Записи указания объектов на фотографиях:

....................

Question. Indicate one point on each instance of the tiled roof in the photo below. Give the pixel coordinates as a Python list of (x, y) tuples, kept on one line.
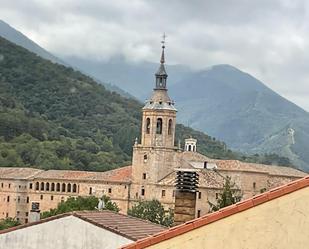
[(207, 179), (126, 226), (18, 173), (235, 165), (118, 175), (254, 167), (222, 213)]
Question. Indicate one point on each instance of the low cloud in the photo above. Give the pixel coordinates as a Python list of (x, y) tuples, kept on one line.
[(268, 39)]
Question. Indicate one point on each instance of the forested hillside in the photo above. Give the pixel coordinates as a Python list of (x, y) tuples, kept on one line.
[(54, 117)]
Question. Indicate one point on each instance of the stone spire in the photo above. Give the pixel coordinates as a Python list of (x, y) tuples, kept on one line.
[(161, 74)]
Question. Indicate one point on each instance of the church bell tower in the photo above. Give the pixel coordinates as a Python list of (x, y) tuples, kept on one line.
[(156, 155)]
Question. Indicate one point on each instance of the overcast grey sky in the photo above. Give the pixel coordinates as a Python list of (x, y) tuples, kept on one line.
[(266, 38)]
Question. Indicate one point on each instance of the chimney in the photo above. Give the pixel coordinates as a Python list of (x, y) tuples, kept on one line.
[(185, 197), (34, 212)]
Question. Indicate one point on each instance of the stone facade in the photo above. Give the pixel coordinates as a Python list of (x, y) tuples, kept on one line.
[(151, 176)]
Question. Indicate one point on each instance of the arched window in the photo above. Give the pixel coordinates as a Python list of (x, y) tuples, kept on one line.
[(170, 123), (58, 187), (74, 188), (37, 186), (147, 125), (159, 126), (47, 186), (63, 187), (69, 187)]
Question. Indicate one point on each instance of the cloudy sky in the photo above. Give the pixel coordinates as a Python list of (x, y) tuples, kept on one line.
[(266, 38)]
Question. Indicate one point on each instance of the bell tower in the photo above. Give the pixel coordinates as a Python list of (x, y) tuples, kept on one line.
[(156, 155), (159, 113)]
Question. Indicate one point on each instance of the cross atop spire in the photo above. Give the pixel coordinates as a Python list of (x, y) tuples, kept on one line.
[(163, 47), (161, 74)]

....................

* **Условие задачи**: Прибавьте 89 к каждой координате точек и перепишите все строки листинга без пропусков, начиная со строки, содержащей «Question. Indicate one point on each instance of the forested», и заканчивая строкой, содержащей «[(185, 197), (34, 212)]», включительно.

* **Полный вывод**:
Question. Indicate one point on each instance of the forested hillside in the photo above. Give the pixel coordinates as a Python list of (x, y) tuples, kept on one line.
[(143, 206)]
Question. Indicate one point on each instance of the stone spire in the photo above. Give the pixel coordinates as a Python list of (x, y) tuples, kept on one line.
[(250, 163)]
Question. Indicate one point on each instance of the church bell tower in the photo above. Give the pixel coordinates as a Python list of (x, y) tuples, kept on one line.
[(245, 244)]
Question. Indicate one point on each instance of the overcast grey sky in the photo above. Give the pixel coordinates as a Python list of (x, y) tuples, kept on one line.
[(355, 127)]
Question. Indicate one point on each instance of the chimney in the photo above. Give the pixel coordinates as a Python list of (x, y) tuples, kept on one line.
[(274, 286), (123, 301)]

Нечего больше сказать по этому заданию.